_OBJECTIF DE L'EXERCICE_. Selon le texte sur Alan Watts, où le ferry-boat S.S. Vallejo était-il ancré ?

_TEXTE DE LA PAGE_.
----------------

Décembre
1973, « le ferry-boat centenaire S.S. Vallejo, ancré dans la
baie de Sausalito, à quelques kilomètres de San Francisco, est
déserté. Alan Watts n'y dormira plus entouré de ses chats, n'y
réunira plus de séminaires sur les philosophies et les religions
orientales, n'y écrira plus de livres. La maison bibliothèque,
qu'il avait installée depuis quelques années dans les collines de
Mill Valley pour pouvoir travailler sans être dérangé par les
amis, les disciples en quête d'une parole, d'un signe, d'un
réconfort, est aussi fermée. Alan Watts est mort brusquement,
pendant son sommeil, dans la nuit du 17 au 18 novembre dernier.
Avec
Herbert Marcuse, Norman Brown, Allen Ginsberg, Paul Goodman, il a été
l'un des maîtres à penser du mouvement hippie. Entre 1967 et 1970, à
l'époque où une partie de la jeunesse américaine, généreuse et
malheureuse, était massivement concentrée à New York autour de
Washington Square, à San Francisco dans le quartier de
Haight-Ashbury, les journaux underground de la côte est,
comme The Village Voice, ou de la côte ouest, comme The
Oracle, sollicitaient presque chaque semaine ses analyses, ses
commentaires, ses réflexions. Dans leurs colonnes, il dialoguait
avec Buckminster Fuller, dont il partageait souvent les points de vue
bien que leurs démarches intellectuelles fussent différentes, et
Hermann Kahn, dont il réfutait les positions et les affirmations. Le
phénomène hippie a été constitué de mouvements convergents.
Certains étaient convaincus par les froides analyses
politico-philosophiques de Marcuse ; d'autres étaient sensibles aux
incantations poétiques de Ginsberg. Watts a réuni tous ceux qui
aspiraient à un renouveau de la spiritualité, tous les esprits
religieux et mystiques, tous les partisans de la non-violence non
seulement entre les hommes, mais aussi à l'égard de l'univers, tous
les contestataires des dualismes enracinés au cœur de la pensée et
de la philosophie occidentales.
Il avait
été un des leaders de la Beat Generation, derrière Kerouac et
Ginsberg. Il a été l'initiateur des recherches spirituelles —
sauvages et désordonnées parfois — qui se développent aux
États-Unis. Il a été mêlé au mouvement psychédélique au côté
de Timothy Leary et y a joué un rôle modérateur (à propos des
drogues telles que le L.S.D., il a écrit maintes fois qu'elles sont
comparables au téléphone et qu'il faut savoir raccrocher quand on a
eu la communication). Il a contribué à la naissance des centres
pour le développement du potentiel humain, tels que l'Institut
Esalen, à Big Sur. Il a été également l'initiateur du mouvement
écologique avant que le mot soit passé dans le langage commun.

----------------

(Lignes du jeu de données sur l'emplacement des objets)

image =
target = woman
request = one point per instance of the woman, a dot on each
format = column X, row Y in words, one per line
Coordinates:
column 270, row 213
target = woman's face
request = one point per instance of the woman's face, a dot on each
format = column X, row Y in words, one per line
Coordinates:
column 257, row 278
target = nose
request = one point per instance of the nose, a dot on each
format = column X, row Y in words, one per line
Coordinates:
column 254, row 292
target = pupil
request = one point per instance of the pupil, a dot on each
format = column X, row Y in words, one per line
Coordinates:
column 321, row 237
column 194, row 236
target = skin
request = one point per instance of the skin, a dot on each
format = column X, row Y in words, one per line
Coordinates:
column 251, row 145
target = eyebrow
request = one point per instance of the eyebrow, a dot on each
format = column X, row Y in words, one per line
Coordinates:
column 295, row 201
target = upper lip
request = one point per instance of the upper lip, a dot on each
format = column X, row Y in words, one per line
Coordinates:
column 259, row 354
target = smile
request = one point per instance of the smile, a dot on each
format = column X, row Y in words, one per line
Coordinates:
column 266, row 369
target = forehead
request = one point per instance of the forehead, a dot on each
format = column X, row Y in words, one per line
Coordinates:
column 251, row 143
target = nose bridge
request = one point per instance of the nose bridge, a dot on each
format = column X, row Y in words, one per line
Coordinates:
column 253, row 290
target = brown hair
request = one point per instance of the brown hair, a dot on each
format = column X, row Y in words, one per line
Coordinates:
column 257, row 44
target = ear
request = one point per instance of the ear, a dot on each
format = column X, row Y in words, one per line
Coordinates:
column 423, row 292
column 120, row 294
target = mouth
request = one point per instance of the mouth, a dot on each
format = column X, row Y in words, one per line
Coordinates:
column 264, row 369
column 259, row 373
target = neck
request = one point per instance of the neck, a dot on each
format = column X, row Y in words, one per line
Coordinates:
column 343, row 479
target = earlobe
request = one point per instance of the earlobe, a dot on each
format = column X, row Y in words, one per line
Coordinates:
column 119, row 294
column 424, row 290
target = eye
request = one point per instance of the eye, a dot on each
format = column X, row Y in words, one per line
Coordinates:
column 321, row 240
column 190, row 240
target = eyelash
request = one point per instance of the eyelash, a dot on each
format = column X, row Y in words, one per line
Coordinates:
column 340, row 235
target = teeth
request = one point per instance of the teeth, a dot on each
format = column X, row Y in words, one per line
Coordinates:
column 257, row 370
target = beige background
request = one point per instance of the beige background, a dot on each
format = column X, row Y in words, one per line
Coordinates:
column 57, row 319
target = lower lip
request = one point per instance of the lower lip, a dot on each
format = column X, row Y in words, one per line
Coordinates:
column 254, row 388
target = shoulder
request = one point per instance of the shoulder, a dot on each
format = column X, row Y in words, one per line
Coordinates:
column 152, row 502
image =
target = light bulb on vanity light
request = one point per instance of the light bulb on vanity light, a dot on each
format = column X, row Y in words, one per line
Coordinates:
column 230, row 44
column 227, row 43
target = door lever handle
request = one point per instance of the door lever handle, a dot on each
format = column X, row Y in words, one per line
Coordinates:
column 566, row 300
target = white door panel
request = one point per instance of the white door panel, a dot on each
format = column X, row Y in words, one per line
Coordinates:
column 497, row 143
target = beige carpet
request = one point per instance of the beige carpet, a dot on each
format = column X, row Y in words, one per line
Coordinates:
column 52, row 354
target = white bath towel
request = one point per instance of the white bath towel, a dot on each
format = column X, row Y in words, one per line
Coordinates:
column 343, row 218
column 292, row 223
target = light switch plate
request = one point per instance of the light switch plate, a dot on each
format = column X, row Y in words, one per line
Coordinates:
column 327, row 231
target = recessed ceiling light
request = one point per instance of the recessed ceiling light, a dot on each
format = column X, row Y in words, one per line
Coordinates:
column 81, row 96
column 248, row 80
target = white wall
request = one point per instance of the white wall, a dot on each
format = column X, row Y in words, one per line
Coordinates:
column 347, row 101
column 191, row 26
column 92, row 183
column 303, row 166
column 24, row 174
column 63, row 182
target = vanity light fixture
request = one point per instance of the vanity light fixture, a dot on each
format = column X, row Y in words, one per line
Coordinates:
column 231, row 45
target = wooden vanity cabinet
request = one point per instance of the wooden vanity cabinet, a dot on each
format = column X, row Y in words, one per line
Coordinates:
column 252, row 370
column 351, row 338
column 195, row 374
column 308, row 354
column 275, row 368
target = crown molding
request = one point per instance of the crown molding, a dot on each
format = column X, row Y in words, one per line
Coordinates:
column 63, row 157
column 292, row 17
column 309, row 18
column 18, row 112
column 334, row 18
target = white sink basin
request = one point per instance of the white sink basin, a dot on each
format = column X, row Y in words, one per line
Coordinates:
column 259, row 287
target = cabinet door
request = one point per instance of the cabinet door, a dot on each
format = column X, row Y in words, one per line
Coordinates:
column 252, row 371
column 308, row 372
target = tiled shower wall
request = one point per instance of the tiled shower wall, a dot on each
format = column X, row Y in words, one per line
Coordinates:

----------------

_RÉPONSE COMPLÈTE_. Dans la baie de Sausalito, à quelques kilomètres de San Francisco.